#### Verilen metin:
%%

Yerel bilginin önemi arttı

Mersin Ticaret ve Sanayi Odası Yönetim Kurulu Başkanı Ayhan Kızıltan, tarımda bir plansızlık, kargaşa yaşandığına dikkat çekerek ulusal tarım politikalarından uzaklaşıldığını söyledi. Türkiye’nin tarımda neler yapacağını bilemez durumda olduğunu vurgulayan Kızıltan özetle şunları söyledi: “ Tarımda bir kargaşa ortamına doğru gidiyoruz gibime geliyor. Planlama olmaması en büyük sorun. Tarımla ilgili son dönemde katıldığımız birçok toplantıda konuşmacılar hep yabancı firmaların Türkiye’deki temsilcilerinden oluyor. Onların empoze ettiği şekilde tarım politikası oluşturuluyor. Oysa alanında çok deneyimli uzmanlarımız, çiftçilerimiz var. Arazimiz, toprağımız, her şeyimiz var ama ne yazık ki üretemiyoruz, üretmeyi durdurduk. Türkiye bundan 15, 20 yıl öncesine kadar ayçiçeği üretiminde dünyanın önde gelen ülkelerinden biriydi. Bugün Rusya’dan gelecek yağ gemilerini neredeyse çiçeklerle karşılayacak duruma geldik. Bakliyatta, buğday, arpa, nohut birçok üründe kendimize yeterliydik. Türkiye dünyanın en kaliteli mercimeğini üreten ülkeydi. Türkiye’de artık bunların üretilmediğini, çiftçinin üretmekten uzaklaştığını gördük. Türkiye’nin sadece tarımda değil, her alanda, sanayide, teknolojide, turizmde planlama yapması gerekir. Bu planlamaların süreçlerinde yerel dinamiklerin içinde olması gerekmektedir. Yerel dinamiklerin içinde olmadığı hiçbir süreç, hiçbir karar pozitif olmuyor ne yazık ki. Bunu belirgin bir şekilde görüyoruz. Türkiye’nin üzerinde durması gereken en önemli konu yerel dinamiklerin, yerel akademisyenlerin, yerel bilginin değerlendirilmesidir. Bu konferansı biz niye düzenledik? Tarımın önemi kat be kat arttı. Türkiye’de de bu söyleniyor. Bunu daha iyi ortaya koymak, sorunların çözüm yolları nedir burada bunları tartışmak, planlama yapamayan yetkililerin belki buradan bir şeyler öğrenip dersler alıp planlamalarını yapabilmesini sağlamak için bu konferansı düzenledik.”

%%

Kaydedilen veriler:
%%

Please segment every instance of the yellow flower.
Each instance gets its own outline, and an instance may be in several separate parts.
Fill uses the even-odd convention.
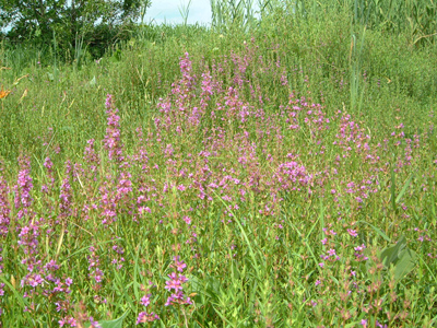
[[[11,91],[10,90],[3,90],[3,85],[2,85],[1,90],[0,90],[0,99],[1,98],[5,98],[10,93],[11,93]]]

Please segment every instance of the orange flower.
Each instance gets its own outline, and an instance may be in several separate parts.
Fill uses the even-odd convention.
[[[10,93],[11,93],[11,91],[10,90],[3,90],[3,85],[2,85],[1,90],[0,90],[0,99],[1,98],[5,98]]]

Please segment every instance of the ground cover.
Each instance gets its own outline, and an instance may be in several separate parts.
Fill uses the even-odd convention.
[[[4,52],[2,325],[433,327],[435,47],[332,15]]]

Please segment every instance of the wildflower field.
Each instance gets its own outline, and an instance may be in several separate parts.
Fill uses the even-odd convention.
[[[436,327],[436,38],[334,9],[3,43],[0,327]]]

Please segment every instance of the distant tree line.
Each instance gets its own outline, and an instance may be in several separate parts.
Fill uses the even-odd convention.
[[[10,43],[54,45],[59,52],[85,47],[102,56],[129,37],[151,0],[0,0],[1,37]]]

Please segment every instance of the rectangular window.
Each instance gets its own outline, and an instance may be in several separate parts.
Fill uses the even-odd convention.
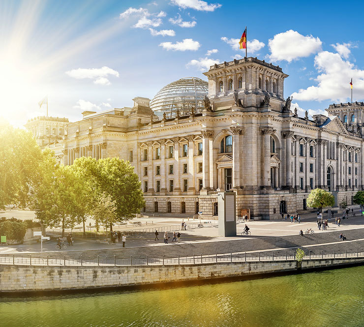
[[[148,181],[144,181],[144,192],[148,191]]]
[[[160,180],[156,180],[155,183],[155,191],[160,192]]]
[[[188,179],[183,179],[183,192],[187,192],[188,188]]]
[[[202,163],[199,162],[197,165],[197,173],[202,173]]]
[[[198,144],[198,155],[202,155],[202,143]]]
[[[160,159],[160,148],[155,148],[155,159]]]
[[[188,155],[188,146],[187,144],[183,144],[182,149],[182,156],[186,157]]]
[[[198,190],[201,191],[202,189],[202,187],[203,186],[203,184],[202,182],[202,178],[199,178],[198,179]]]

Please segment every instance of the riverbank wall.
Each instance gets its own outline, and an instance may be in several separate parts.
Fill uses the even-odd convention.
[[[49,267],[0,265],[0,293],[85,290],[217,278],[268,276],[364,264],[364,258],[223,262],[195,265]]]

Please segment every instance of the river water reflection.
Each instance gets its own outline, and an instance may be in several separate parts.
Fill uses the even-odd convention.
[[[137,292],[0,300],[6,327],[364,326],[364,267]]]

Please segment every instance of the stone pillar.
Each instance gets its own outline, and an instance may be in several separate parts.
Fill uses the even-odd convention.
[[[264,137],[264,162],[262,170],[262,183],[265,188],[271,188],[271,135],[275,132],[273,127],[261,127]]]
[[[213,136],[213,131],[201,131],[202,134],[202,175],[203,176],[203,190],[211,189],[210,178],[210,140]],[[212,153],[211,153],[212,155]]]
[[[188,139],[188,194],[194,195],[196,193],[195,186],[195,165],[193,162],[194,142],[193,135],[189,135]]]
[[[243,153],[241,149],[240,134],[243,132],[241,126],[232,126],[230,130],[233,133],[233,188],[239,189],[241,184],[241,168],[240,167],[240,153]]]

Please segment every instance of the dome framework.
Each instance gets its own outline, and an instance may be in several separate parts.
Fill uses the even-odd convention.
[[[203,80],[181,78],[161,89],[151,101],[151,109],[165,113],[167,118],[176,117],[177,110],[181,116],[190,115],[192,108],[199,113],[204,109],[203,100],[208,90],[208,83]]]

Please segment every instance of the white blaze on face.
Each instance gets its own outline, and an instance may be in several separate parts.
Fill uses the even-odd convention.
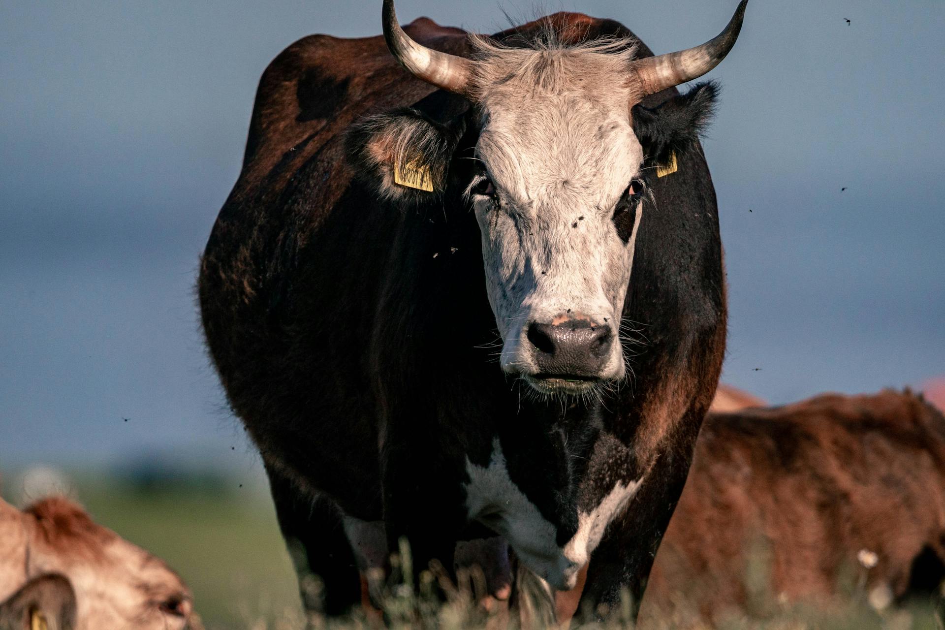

%%

Tarım üzerine olan metne göre Kızıltan, Türkiye'nin 15, 20 yıl öncesine kadar hangi ürünün üretiminde dünyanın önde gelen ülkelerinden biri olduğunu söylüyor?

Ayçiçeği.